Give the stretch from the line containing "trace: <item>blue street" through the end of the rows as a JSON list of strings, with one string per line and blank lines left out.

— start of Input for this task —

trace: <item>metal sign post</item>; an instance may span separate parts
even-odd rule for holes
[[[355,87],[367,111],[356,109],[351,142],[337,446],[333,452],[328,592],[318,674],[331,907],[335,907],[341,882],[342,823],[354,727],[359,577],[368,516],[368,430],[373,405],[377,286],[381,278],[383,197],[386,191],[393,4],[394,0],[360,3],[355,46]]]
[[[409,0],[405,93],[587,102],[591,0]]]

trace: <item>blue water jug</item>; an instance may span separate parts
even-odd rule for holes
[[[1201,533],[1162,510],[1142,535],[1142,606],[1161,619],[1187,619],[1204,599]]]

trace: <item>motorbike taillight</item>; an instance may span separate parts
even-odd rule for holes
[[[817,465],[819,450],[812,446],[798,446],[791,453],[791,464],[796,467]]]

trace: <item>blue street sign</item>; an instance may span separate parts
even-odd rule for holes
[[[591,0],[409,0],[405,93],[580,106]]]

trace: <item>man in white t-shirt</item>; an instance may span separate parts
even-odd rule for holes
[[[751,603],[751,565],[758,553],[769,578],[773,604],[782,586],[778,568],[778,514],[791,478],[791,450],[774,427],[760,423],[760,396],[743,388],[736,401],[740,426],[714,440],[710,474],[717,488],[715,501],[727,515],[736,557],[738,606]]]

— end of Input for this task —

*Expected answer*.
[
  "trace: <item>blue street sign</item>; an instance may span separate parts",
  "even-odd rule for holes",
  "[[[591,0],[409,0],[405,93],[580,106]]]",
  "trace: <item>man in white t-shirt</item>; an instance may span separate parts",
  "even-odd rule for holes",
  "[[[751,603],[751,565],[758,553],[769,578],[773,604],[782,586],[778,568],[778,514],[791,478],[791,450],[774,427],[760,423],[760,396],[743,388],[736,401],[740,426],[714,440],[710,474],[717,488],[715,501],[727,515],[736,557],[738,606]]]"
]